▸ **Work task**
Please return each of the entries exactly, minus their pictures.

▸ **Image-grounded pointing data**
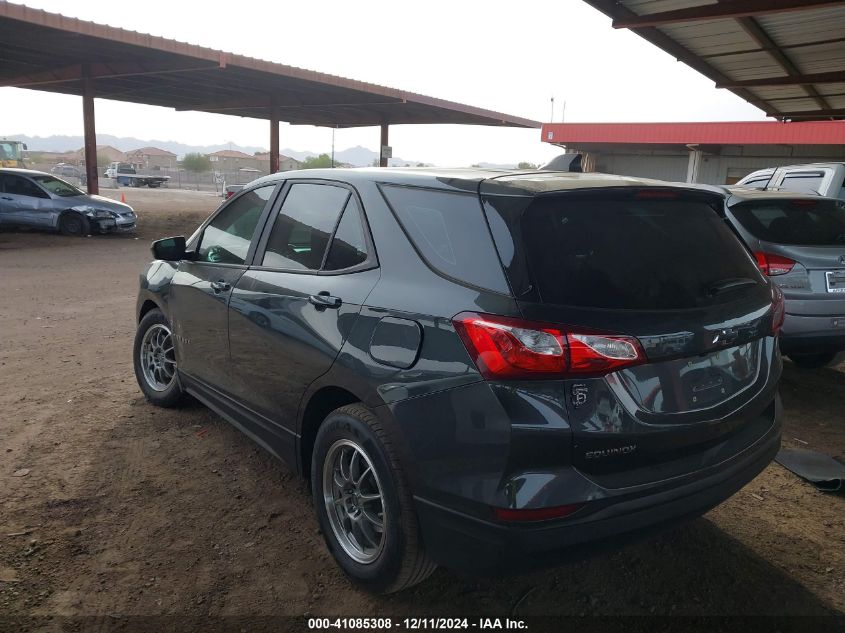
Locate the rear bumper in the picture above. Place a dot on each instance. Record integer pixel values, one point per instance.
(813, 334)
(459, 541)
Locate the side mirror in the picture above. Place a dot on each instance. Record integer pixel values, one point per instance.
(170, 249)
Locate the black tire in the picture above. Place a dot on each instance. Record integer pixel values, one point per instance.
(814, 361)
(402, 561)
(74, 225)
(172, 395)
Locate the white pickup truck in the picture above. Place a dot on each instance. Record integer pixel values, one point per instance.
(125, 174)
(824, 179)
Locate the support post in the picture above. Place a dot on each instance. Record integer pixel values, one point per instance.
(384, 142)
(694, 163)
(91, 172)
(274, 139)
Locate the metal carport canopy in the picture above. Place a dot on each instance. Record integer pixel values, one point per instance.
(787, 57)
(51, 52)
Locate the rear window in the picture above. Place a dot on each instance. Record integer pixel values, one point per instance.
(450, 233)
(796, 222)
(627, 253)
(803, 181)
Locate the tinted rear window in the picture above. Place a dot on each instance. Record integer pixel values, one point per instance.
(625, 253)
(449, 231)
(796, 222)
(803, 181)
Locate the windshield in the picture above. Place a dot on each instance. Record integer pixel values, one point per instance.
(57, 187)
(799, 222)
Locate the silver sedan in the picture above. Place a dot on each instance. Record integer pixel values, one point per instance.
(38, 200)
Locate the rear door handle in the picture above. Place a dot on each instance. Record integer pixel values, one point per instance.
(324, 300)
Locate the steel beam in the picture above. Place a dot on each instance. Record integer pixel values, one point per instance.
(91, 171)
(725, 10)
(110, 70)
(789, 80)
(384, 142)
(809, 114)
(759, 35)
(274, 139)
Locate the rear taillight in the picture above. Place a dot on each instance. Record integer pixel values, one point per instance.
(778, 309)
(504, 347)
(773, 265)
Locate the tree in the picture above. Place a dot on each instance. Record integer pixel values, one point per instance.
(196, 163)
(317, 162)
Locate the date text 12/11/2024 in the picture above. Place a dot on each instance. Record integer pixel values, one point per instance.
(416, 624)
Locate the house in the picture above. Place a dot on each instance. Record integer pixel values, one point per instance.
(228, 160)
(151, 159)
(286, 163)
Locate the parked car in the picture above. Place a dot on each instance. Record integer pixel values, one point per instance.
(799, 241)
(38, 200)
(66, 170)
(824, 179)
(484, 370)
(231, 190)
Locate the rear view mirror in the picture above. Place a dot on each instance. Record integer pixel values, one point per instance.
(170, 249)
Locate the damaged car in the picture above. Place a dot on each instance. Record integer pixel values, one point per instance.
(35, 199)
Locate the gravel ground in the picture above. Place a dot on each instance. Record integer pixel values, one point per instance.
(130, 510)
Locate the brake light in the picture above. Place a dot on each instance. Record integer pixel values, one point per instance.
(773, 265)
(535, 514)
(778, 310)
(650, 194)
(505, 347)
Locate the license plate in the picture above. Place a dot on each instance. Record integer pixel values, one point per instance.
(835, 281)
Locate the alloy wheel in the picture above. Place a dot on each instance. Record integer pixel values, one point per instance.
(158, 357)
(354, 501)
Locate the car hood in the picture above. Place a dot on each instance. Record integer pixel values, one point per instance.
(100, 202)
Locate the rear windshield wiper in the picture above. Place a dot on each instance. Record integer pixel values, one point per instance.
(732, 283)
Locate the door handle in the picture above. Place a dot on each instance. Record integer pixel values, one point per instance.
(324, 300)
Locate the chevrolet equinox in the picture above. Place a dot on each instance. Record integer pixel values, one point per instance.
(484, 370)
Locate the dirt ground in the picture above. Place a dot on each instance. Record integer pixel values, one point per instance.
(130, 510)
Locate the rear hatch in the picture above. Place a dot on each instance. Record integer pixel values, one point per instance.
(802, 247)
(663, 266)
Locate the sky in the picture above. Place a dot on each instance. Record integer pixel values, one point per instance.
(504, 56)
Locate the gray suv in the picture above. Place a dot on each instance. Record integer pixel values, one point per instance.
(799, 241)
(474, 368)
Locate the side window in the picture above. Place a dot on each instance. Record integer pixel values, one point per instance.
(227, 237)
(304, 226)
(23, 187)
(450, 232)
(803, 181)
(348, 247)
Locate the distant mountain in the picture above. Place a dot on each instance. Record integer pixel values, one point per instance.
(355, 156)
(123, 143)
(496, 165)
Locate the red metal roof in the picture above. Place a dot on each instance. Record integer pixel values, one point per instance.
(711, 133)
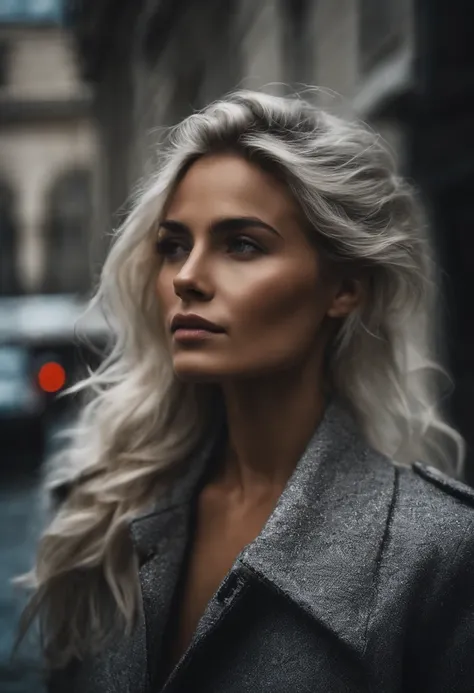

▸ **Answer for this exercise**
Locate the rear bumper in the picture above. Place a dot on each instance. Record integer pixel values, one point per instance.
(813, 334)
(459, 541)
Locate the side mirror in the picture above. Place a dot on each instance. Record integer pixel values, one point per instance.
(170, 249)
Locate the black tire in the picture above. Place a dot on each instance. Record integer pixel values, one point per instance.
(814, 361)
(402, 561)
(74, 225)
(172, 395)
Locate the white pickup truck in the picture above. Place a dot on each instance. Record integer pixel values, one point per instance.
(125, 174)
(824, 179)
Locate the support post in the picture above. Place a dot on each instance. Record integer pixel values, one point per instance.
(384, 142)
(694, 163)
(91, 172)
(274, 139)
Locate the metal carport canopy in the picture above. Place a dot on each instance. Record integer pixel values, one point per instance.
(787, 57)
(51, 52)
Locate the rear window in the picture above. Place a dot on each instance. Record integer pixel values, one point per instance.
(450, 233)
(796, 222)
(627, 253)
(803, 181)
Locate the tinted rear window in the picture above. Place a dot on each instance. Record integer pixel values, one point per instance.
(625, 253)
(449, 231)
(796, 222)
(803, 181)
Locate the windshield in the picture above. Place a dot on each instance. Record integer pixel values, one point per instance.
(57, 187)
(799, 222)
Locate the silver sedan in the picture above. Place a dot on each instance. Record integer pixel values, one point per instance.
(38, 200)
Locate the rear door handle in the picture above. Place a dot on each instance. Record integer pixel values, one point per instance.
(324, 300)
Locate the steel beam in the picture above. Place a dot on each instance. Record integer pixel values, one point per instance.
(91, 171)
(725, 10)
(110, 70)
(789, 80)
(384, 142)
(809, 114)
(759, 35)
(274, 139)
Locate the rear taillight in the picture above. Place a dot on each instance. Record integer pixel values, one point per instance.
(778, 309)
(504, 347)
(773, 265)
Locate the tree in the picture above. Place a dot on each instance. Record integer pixel values, one point per instance.
(196, 163)
(317, 162)
Locate the date text 12/11/2024 in the picture above. Place a dot on each instance. Record integer pixel values, one point per instance.
(416, 624)
Locate the house in the picture above. Place a dot on each instance. Record integer pixel values, one point per instance.
(228, 160)
(151, 159)
(286, 163)
Locate the parked car in the picture above. Place a dot on each instance. Record integer pixel values, one point per instance.
(799, 241)
(38, 200)
(66, 170)
(824, 179)
(484, 370)
(231, 190)
Locate the rear view mirror in the picture above. Place a dot on each instance. Record integer pixel values, one point per instance.
(170, 249)
Locate the damaged car in the picture above. Place a dot on each instance. Record integer pixel values, one point per instance.
(35, 199)
Locate the gravel ground in the picture above. Place a dot on each instance. Record integer pixel values, one point per instance.
(130, 510)
Locate the brake light in the picture above. Place a dot on each instance. Record integer pixel values, one point per instance.
(773, 265)
(535, 514)
(778, 310)
(650, 194)
(505, 347)
Locate the license plate in the picture above. Place a dot on each instance. Record integer pixel values, one point per instance.
(835, 281)
Locate the alloy wheel in the picture above. Place a dot on each instance. Record integer pixel values, one point per instance.
(158, 357)
(354, 501)
Locate the car hood in the picture above. Place a dot on each instance. Record integer pixel values, one point per instance.
(100, 202)
Locate the rear windshield wiper in the picture above. Place a dot on each instance. Record integer pixel values, one point per instance.
(732, 283)
Locate the door handle in the picture above. Place a dot on each instance. Record integer pixel values, one point per instance.
(324, 300)
Locate the chevrolet equinox in the picture above. Place a dot on each instance. Record integer pixel values, one point per instance.
(484, 370)
Locate the dirt ground in the picture above. Place a dot on each instance. Record integer pixel values, one point per instance.
(130, 510)
Locate the rear hatch in the picture above. Place a dot on each instance. Record integer pixel values, one point per instance.
(802, 247)
(663, 266)
Locate the sky in the picture above. Place a dot on each instance. Record integer pixel values, one point per instance.
(504, 56)
Locate the gray suv in the picture above. Place a dot on each instance. Record integer pixel values, one point per instance.
(799, 241)
(474, 368)
Locate the side window in the picture above. Place a dot on each instance. Record integer pixel values, one point per instance.
(227, 237)
(304, 226)
(23, 187)
(450, 232)
(803, 181)
(348, 247)
Locate the distant mountain in the picture above. Place a dot on each instance. Record integer pixel values, one point per instance.
(355, 156)
(123, 143)
(496, 165)
Locate the red metal roof in the picture above. Place a dot on each instance. Record integer pixel values, one point per instance.
(711, 133)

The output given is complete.